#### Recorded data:
□ □ □ □ □

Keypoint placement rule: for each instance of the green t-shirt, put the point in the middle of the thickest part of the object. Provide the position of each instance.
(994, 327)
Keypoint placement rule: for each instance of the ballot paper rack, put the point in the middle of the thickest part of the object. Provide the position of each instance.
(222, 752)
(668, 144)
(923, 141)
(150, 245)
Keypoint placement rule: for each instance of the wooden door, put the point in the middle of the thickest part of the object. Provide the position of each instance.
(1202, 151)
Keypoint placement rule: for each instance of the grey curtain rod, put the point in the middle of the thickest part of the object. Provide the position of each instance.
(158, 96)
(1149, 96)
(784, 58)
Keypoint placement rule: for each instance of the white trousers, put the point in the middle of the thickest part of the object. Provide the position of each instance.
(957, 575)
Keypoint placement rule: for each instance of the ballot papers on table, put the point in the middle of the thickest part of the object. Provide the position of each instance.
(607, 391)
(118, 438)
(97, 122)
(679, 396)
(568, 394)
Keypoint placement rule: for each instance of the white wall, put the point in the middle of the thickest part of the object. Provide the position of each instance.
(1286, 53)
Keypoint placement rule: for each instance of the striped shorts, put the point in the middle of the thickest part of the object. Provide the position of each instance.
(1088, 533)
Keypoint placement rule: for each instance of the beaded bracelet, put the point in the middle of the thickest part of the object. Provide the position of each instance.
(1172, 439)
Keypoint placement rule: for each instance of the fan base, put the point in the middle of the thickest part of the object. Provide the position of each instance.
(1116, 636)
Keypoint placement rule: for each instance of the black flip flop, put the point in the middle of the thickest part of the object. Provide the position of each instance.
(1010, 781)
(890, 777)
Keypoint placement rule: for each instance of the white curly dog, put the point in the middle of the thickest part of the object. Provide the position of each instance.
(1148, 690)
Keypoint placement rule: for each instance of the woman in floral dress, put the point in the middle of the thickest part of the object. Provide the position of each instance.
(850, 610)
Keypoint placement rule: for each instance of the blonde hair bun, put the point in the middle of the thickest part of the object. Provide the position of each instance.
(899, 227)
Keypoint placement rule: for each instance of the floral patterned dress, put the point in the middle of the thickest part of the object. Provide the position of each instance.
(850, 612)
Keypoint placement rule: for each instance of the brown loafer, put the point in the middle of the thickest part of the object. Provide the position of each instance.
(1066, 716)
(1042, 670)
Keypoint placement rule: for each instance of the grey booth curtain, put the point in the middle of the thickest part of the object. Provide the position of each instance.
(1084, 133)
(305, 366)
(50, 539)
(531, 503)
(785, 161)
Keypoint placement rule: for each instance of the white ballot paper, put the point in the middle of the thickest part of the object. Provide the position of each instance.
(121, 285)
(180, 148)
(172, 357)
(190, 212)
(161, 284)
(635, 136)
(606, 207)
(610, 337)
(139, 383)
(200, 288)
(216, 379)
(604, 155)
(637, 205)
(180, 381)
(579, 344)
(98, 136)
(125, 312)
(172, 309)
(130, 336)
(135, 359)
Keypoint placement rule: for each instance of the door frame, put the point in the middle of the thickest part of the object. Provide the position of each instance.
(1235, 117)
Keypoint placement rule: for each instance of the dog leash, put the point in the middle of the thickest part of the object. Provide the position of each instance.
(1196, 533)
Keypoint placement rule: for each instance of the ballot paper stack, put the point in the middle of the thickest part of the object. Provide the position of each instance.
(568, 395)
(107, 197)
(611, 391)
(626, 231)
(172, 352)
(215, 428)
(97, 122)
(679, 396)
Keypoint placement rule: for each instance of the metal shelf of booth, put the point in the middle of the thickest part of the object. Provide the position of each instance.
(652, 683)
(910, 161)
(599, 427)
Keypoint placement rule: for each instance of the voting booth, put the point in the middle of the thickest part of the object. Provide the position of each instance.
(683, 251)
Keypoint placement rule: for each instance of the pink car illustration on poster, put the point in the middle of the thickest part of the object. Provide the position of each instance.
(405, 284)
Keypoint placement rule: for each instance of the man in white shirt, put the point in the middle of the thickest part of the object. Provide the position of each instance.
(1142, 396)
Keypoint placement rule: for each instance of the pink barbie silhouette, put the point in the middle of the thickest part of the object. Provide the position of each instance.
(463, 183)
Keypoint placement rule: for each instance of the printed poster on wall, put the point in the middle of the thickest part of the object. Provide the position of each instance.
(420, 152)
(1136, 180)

□ □ □ □ □

#### Task prompt:
Each line from the one with "Keypoint placement rule: for each instance of the man" through the end of the entries above is to be returned word for word. Nothing else belongs in the answer.

#### Response to this exercise:
Keypoint placement rule: for each instance of the man in white shirt, put the point in the middle of the thickest part of the object. Provide the position of each instance.
(1142, 396)
Keypoint placement rule: for each instance of the pink barbie silhouette, put the point in the middle of the thickest part of the object. Provide the position of each instance.
(463, 183)
Keypoint placement rule: for each instance of the printed poster on wall, put the point in the middle of the thickest part of the object. Provide the position of each instance.
(420, 152)
(1136, 180)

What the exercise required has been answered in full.